Write out, from the entries below, exactly the lines that run between the lines holding "Each <instance> block may" and "negative clicks: (1038, 862)", inclusive, and stop there.

##### SOURCE MATERIAL #####

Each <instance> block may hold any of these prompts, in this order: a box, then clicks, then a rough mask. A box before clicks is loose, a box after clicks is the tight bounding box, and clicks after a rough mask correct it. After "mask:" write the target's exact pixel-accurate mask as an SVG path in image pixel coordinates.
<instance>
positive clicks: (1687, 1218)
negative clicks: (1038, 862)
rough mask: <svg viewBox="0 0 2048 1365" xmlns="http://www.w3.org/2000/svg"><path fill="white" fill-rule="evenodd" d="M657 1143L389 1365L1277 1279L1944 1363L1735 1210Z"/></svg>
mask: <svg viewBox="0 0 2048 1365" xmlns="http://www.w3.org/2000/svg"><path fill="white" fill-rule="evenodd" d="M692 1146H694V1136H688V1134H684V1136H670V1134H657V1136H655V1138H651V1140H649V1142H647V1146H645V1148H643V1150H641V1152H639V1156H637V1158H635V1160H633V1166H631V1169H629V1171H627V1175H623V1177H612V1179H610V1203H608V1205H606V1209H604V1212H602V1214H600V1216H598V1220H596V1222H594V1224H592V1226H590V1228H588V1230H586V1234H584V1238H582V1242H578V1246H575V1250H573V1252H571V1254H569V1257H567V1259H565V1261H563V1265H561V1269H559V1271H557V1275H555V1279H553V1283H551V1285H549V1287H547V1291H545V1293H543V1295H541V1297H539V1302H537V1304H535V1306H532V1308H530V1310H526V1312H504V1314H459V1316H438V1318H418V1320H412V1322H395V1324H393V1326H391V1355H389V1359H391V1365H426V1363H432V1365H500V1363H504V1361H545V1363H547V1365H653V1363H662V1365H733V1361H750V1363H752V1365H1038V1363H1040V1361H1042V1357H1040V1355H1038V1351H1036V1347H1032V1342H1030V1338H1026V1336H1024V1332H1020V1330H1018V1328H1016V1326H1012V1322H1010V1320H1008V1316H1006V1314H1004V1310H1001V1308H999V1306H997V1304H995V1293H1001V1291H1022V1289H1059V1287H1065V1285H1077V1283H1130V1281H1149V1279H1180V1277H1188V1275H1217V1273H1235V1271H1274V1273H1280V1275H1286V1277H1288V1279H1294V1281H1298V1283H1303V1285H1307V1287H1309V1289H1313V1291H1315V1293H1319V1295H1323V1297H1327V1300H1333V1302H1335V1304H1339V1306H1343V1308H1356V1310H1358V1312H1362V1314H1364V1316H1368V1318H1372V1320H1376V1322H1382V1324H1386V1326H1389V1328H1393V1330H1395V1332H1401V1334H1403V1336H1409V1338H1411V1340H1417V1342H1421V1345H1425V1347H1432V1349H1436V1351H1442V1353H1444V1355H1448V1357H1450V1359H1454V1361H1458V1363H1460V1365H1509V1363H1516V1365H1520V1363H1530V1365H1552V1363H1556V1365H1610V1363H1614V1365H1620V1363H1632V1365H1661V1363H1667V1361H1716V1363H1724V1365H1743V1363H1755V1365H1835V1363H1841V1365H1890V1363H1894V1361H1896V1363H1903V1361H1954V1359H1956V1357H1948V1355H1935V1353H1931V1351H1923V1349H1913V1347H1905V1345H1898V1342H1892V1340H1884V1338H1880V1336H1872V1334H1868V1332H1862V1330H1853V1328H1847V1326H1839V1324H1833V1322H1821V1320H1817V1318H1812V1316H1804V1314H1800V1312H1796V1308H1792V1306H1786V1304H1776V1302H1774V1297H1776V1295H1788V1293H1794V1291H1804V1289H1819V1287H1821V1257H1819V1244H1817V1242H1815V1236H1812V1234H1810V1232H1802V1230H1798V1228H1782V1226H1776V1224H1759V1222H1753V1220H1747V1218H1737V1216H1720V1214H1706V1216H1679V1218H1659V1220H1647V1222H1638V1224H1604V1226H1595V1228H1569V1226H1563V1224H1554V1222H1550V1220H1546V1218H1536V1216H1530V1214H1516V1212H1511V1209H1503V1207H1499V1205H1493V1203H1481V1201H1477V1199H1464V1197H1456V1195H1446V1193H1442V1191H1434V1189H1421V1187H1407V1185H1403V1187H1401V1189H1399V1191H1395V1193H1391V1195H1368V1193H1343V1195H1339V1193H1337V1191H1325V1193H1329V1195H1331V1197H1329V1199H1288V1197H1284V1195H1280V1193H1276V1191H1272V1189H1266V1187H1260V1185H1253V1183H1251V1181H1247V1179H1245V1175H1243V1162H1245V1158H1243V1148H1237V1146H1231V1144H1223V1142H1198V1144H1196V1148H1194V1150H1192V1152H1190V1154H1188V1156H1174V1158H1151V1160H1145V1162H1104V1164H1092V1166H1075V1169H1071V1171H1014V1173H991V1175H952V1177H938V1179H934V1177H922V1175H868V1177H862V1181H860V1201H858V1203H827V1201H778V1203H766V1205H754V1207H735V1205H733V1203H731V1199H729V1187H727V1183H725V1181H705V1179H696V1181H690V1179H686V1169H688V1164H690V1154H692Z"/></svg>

#####
##### SOURCE MATERIAL #####

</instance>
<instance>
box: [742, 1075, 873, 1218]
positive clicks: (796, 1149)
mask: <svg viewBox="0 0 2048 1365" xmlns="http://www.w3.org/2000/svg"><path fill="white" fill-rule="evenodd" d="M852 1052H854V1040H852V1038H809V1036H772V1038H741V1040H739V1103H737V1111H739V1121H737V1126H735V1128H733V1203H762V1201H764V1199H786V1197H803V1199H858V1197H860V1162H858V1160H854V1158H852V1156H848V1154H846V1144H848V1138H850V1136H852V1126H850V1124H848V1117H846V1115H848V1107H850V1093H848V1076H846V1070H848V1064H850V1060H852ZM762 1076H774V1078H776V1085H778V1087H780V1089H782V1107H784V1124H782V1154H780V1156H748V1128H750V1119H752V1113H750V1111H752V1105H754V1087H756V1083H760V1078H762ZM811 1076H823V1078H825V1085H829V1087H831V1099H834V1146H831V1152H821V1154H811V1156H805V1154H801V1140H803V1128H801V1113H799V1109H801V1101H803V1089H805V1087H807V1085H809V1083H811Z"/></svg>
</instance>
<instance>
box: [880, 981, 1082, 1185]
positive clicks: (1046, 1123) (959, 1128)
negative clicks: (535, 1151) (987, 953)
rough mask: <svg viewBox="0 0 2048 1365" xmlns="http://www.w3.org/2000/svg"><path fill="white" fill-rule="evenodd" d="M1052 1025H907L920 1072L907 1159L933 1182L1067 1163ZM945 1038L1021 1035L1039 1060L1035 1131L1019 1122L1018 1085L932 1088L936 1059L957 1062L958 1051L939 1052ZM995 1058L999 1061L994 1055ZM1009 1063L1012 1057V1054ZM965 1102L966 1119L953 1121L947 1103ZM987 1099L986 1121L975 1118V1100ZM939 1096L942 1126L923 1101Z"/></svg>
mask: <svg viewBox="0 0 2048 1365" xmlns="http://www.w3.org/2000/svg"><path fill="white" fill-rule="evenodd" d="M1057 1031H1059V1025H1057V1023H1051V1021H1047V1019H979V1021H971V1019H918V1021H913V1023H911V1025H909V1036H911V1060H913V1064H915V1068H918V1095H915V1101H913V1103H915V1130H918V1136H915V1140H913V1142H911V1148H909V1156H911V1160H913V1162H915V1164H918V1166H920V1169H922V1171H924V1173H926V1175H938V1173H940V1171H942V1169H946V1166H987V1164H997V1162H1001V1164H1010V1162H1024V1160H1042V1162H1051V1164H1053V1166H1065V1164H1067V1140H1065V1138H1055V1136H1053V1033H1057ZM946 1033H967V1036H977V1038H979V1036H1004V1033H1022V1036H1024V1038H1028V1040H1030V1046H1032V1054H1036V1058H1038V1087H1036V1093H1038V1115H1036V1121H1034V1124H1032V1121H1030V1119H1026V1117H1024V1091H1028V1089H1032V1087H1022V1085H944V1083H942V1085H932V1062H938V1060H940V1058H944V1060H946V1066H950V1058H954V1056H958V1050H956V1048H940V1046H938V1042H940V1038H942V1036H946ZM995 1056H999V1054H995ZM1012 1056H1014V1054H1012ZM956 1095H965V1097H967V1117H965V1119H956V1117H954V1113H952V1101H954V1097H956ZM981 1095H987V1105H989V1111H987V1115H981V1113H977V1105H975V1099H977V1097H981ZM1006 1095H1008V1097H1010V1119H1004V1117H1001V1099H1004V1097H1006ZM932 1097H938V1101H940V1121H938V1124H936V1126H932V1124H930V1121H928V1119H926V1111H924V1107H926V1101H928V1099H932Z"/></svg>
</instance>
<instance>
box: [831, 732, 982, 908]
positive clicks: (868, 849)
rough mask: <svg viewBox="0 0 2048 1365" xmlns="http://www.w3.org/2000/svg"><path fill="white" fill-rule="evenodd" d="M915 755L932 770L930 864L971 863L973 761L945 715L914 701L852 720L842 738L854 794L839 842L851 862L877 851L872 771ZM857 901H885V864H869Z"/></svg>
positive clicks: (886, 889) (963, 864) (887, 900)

#####
##### SOURCE MATERIAL #####

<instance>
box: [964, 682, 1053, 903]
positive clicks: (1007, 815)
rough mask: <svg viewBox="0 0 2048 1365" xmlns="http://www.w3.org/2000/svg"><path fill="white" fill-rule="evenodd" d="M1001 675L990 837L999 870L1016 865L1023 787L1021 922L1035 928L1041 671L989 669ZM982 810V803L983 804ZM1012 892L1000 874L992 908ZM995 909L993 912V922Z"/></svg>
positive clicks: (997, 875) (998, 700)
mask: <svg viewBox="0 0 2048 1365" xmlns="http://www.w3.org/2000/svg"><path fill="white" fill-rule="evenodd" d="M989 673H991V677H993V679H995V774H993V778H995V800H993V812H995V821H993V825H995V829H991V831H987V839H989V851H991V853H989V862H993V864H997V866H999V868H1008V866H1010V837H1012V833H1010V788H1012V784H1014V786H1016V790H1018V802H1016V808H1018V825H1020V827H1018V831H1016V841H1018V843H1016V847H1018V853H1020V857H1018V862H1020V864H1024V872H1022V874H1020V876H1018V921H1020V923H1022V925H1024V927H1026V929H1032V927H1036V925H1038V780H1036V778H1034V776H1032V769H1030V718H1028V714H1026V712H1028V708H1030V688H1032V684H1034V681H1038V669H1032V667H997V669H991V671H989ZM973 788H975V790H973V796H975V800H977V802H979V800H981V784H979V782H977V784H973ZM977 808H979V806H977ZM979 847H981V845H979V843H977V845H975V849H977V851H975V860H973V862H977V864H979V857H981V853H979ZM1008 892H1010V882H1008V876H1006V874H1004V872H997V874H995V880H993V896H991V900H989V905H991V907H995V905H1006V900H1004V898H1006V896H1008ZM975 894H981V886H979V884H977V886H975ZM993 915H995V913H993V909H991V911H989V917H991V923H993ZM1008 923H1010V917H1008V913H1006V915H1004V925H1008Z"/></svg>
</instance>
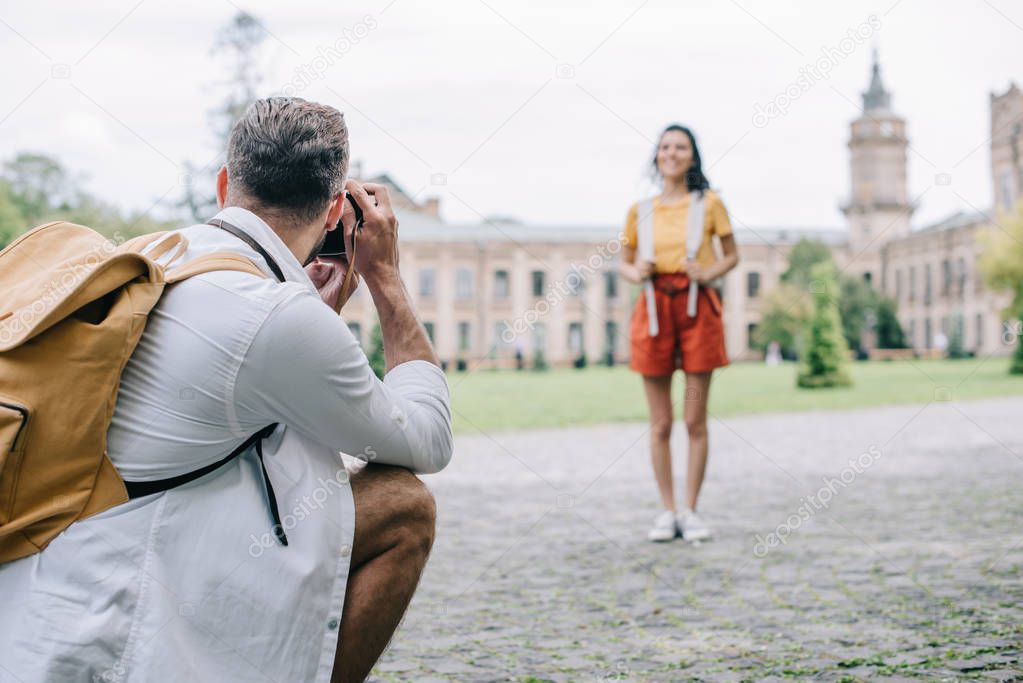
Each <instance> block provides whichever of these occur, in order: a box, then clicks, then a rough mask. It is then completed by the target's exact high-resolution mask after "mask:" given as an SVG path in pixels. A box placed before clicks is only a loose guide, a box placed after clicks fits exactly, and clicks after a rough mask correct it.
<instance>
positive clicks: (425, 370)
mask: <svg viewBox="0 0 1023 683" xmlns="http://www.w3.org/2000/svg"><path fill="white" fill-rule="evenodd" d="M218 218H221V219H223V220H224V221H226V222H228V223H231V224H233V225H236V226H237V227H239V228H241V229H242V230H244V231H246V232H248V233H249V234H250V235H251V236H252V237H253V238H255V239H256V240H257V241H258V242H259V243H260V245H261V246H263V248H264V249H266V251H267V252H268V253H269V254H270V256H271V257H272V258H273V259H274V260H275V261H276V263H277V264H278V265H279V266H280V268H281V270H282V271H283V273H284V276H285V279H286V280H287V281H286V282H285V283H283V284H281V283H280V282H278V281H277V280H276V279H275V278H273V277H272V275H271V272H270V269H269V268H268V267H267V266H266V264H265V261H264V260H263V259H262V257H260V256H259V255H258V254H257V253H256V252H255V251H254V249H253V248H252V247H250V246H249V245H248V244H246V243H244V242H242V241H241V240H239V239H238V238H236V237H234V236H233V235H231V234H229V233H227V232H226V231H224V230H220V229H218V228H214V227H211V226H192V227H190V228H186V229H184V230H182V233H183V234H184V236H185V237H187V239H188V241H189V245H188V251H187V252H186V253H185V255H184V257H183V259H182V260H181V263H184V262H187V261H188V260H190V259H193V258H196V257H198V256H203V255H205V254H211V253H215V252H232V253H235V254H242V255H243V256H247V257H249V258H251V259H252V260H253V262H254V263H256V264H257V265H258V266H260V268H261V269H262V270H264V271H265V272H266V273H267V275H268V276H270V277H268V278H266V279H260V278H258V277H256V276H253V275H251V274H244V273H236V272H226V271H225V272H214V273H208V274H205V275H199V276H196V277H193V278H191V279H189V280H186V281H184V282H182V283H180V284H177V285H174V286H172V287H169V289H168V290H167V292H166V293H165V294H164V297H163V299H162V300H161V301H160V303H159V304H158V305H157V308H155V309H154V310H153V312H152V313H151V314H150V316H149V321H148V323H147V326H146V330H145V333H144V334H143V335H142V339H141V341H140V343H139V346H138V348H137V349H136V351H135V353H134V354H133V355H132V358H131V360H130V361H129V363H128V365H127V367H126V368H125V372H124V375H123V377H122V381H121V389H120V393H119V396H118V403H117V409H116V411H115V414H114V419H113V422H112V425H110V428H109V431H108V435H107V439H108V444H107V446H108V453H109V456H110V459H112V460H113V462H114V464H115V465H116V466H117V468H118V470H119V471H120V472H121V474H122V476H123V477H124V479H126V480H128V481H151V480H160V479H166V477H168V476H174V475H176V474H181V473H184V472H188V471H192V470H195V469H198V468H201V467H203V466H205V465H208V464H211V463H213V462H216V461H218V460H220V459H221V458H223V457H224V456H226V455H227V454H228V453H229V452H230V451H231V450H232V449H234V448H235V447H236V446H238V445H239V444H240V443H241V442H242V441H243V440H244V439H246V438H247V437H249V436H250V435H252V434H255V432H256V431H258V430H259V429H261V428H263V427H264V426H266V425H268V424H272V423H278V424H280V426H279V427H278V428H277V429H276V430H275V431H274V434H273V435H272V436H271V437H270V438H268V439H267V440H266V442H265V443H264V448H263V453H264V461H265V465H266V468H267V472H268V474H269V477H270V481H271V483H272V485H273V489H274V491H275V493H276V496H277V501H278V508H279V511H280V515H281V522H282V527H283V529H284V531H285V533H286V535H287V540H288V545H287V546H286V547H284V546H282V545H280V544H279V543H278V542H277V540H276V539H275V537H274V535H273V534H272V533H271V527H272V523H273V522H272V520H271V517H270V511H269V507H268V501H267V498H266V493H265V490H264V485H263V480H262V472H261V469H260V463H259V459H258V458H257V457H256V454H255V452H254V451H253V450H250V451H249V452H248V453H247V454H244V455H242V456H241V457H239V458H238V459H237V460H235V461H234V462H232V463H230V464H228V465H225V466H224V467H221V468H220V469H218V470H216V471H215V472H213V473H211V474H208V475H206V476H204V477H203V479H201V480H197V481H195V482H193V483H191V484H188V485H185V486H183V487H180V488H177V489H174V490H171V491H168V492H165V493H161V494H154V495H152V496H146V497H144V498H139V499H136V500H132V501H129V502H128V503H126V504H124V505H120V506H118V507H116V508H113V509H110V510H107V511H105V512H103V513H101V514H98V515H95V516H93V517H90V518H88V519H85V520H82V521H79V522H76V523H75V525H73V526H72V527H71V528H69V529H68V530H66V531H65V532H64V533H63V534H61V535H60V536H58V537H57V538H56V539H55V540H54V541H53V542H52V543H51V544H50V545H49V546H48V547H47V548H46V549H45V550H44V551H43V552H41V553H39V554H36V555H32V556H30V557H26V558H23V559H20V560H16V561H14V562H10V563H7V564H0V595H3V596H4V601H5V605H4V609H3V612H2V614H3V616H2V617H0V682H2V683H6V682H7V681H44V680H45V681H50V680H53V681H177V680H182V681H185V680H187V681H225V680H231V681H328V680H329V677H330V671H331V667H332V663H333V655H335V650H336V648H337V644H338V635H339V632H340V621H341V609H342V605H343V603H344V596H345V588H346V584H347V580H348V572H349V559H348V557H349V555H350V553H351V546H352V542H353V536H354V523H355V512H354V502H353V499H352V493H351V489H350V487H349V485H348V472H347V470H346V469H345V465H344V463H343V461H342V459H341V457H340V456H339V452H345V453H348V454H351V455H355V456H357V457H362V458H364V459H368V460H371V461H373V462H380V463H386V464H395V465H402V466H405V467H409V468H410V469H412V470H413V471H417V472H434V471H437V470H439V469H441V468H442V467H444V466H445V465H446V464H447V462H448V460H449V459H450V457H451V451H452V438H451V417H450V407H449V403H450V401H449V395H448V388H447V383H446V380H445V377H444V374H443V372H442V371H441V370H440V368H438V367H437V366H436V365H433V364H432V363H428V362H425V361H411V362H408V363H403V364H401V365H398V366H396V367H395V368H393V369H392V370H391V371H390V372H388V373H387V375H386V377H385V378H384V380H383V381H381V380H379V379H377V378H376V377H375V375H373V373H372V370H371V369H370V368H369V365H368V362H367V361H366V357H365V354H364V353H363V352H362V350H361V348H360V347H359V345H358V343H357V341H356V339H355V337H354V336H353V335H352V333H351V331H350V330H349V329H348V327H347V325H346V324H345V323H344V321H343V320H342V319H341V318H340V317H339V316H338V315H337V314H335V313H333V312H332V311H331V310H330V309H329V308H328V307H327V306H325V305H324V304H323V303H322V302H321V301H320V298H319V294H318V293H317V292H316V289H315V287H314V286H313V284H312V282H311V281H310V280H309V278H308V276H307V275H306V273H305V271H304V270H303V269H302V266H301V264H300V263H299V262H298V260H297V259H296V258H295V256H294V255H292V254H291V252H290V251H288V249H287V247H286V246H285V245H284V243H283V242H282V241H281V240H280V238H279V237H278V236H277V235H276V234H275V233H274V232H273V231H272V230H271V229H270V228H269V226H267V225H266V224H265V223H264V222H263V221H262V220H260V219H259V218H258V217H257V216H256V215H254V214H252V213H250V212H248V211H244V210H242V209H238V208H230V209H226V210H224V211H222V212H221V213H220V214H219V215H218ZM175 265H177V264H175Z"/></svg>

#####

RESPONSE TO THIS EXERCISE:
Each <instance> block may hold any of these prompts, in this order: a box, then clicks, then a rough mask. A box before clicks is loose, a box after clicks is the tight bounding box, and clicks after a rough mask correct it. After "mask:" write the target's exact pixel-accurate mask as an SVG path in image pixel coordinates.
<instance>
positive clicks: (1687, 1218)
negative clicks: (1038, 862)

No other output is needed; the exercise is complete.